Description of the task: Reproduce word for word the lines from the one containing "Target: american flag decal on tail" through the end of the rows below.

Pointing entries for named objects:
#####

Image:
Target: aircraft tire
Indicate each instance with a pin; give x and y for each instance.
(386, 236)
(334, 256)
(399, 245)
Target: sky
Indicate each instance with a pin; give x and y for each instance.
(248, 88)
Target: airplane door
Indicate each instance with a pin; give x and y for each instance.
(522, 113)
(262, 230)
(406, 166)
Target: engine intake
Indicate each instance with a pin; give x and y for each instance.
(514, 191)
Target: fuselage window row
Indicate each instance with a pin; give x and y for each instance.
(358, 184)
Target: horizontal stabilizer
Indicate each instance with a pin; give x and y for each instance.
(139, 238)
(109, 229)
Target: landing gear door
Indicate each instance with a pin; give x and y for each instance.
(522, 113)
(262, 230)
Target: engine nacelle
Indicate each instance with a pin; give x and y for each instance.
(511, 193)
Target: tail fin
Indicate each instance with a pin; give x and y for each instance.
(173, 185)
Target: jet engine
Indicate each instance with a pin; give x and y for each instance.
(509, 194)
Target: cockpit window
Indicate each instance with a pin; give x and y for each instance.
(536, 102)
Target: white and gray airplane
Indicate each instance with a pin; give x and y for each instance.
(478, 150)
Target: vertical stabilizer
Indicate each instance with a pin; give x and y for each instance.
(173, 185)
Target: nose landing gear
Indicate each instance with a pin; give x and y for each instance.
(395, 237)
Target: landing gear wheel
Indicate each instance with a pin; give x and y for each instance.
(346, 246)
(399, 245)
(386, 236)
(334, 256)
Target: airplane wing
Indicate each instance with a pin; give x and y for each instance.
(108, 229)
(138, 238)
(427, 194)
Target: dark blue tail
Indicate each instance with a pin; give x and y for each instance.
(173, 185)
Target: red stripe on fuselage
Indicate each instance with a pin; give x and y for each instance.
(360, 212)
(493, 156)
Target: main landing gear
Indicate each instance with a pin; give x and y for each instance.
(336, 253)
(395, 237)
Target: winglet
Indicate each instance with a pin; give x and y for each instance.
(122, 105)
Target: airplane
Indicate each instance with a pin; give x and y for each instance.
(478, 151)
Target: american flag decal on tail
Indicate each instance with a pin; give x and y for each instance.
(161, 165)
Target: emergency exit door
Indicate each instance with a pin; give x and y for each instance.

#####

Problem solution:
Target: american flag decal on tail
Indicate each instance with a pin; give x and y for each instance.
(161, 165)
Target: emergency exit door
Indicate each instance with a pin; give x and y for each instance.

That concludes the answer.